◆ DIRECTIVE 1 ◆
Convert the pointing dataset records below into a Markdown table with the columns Row and Line, giving one row per nonblank line. Leave the pictures out of the table.

◆ SOURCE TEXT ◆
* * * * * * * * *

Back when copper was new(100 years ago), and very expensive, they would run 3/4" copper mains to the bathroom group, branch off with 1/2" to each bathroom, and then branch off in the bathroom floor to run 3/8" to the lav and toilet, keeping it 1/2" all the way to the tub for fast filling.

I run into a bunch of old houses with 3/8" copper so I carry 3/8" stuff. The fitting brushes are cute lolz. If nothing else you should carry some 1/2" x 3/8" couplings and a fitting brush.


----------



## Eddie77 (Nov 6, 2013)

Did you have to make an isometric from an overhead print? When’s will your results come back?


----------



## The cable guy (Oct 31, 2020)

Eddie77 said:


> Did you have to make an isometric from an overhead print? When’s will your results come back?


no they give you a bathroom floor plan and a set set of instructions and a big tub of precut pipes and fittings and tell you you have 30 minutes to dry fit the pvc. No isometrics pr anything like that and the instructions are a set of guidelines “2 vents one directly behind the center line of the toilet, cleanout out side, pipe is 9” below finished floor, only use 13 fittings, and a few more things. Problem is they give you alot more pipe and fittings than you need bit there’s only one way to do it right. So if you start doing something one way that would work in reality (like if you were on an actual job where tou were cutting pipe and picking your own fittings) but isn’t the right layout they’re looking for you find yourself halfway done then restarting cause you realize you dont have that 30” piece of 2” you needed and you have to start back from scratch. It can be a bit frustrating. I’ll get it. May have to take the test once or twice more but of that’s what it takes then thats what it takes.

written test results will be in in 2 weeks.They let you know what ypu make on the practical in person.


----------



## Eddie77 (Nov 6, 2013)

So they’re 2 separate tests that both need to be passed in order to get your license?


----------



## The cable guy (Oct 31, 2020)

Yes


----------



## Eddie77 (Nov 6, 2013)

Man, tough room!! Our city comp test in Saint Paul is like that. you have to wipe a lead joint, make 3 different solder connection with a minimal amt of solder & a couple other things.


----------



## The cable guy (Oct 31, 2020)

Retaking the practical exam in 25 minutes. Wish me luck


----------



## Nazareth (Sep 30, 2017)

Good luck!!!!


----------



## The cable guy (Oct 31, 2020)

Passed. In a few weeks I will hold my journeyman liscsnse in the state of Louisiana


----------



## Nazareth (Sep 30, 2017)

Congrats!!!


----------



## Logtec (Jun 3, 2018)

Congrats


----------



## Eddie77 (Nov 6, 2013)

CONGRATS!!


----------

* * * * * * * * *

◆ DIRECTIVE 2 ◆
Summarize the forum thread in three sentences.

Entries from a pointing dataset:
* * * * * * * * *

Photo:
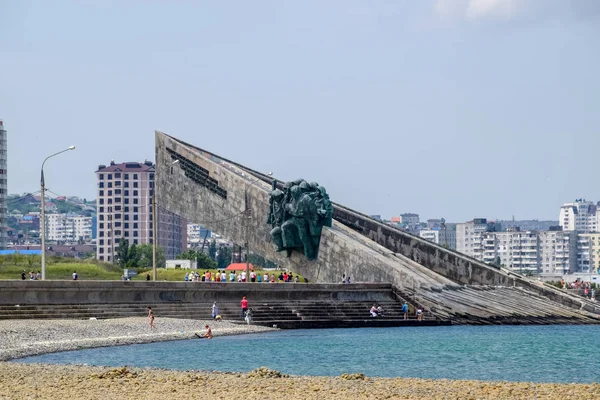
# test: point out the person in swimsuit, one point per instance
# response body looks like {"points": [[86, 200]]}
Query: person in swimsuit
{"points": [[208, 334], [151, 318]]}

* * * * * * * * *

◆ EXERCISE OUTPUT 1 ◆
| Row | Line |
|---|---|
| 1 | Photo: |
| 2 | # test: point out the person in swimsuit, one point per instance |
| 3 | # response body looks like {"points": [[86, 200]]} |
| 4 | Query: person in swimsuit |
| 5 | {"points": [[208, 334], [151, 318]]} |

◆ EXERCISE OUTPUT 2 ◆
The thread opens by explaining that copper was once run as 3/4" mains, 1/2" branches to each bathroom, and 3/8" lines to the lav and toilet, and it advises carrying 1/2" x 3/8" couplings and a fitting brush. The cable guy describes a practical exam that hands out a bathroom floor plan, a set of guidelines, and a tub of precut pipes and fittings, with 30 minutes to dry fit the PVC. After retaking the practical, The cable guy reports passing and expecting a journeyman license in Louisiana within a few weeks, and others post their congratulations.